Rewrite each of the entries below, replacing "white pillow" with "cream pillow" and changing nothing else. Leave the pictures out of your answer.

........

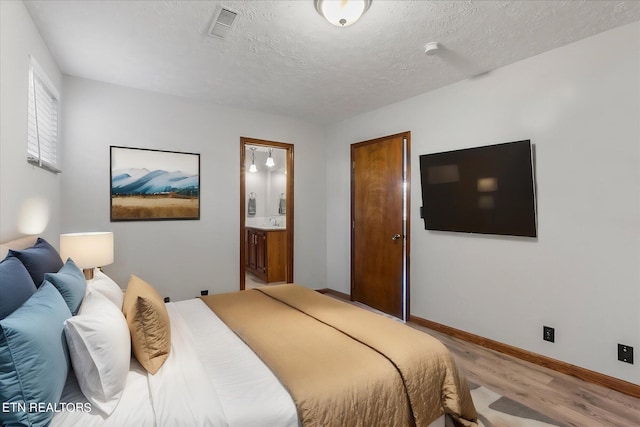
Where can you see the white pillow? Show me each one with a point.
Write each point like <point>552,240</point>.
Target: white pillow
<point>107,287</point>
<point>100,349</point>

........

* _The reply_:
Where can you see the cream pillow? Show me each one with a point.
Write each point like <point>552,240</point>.
Target: cream pillow
<point>107,287</point>
<point>100,349</point>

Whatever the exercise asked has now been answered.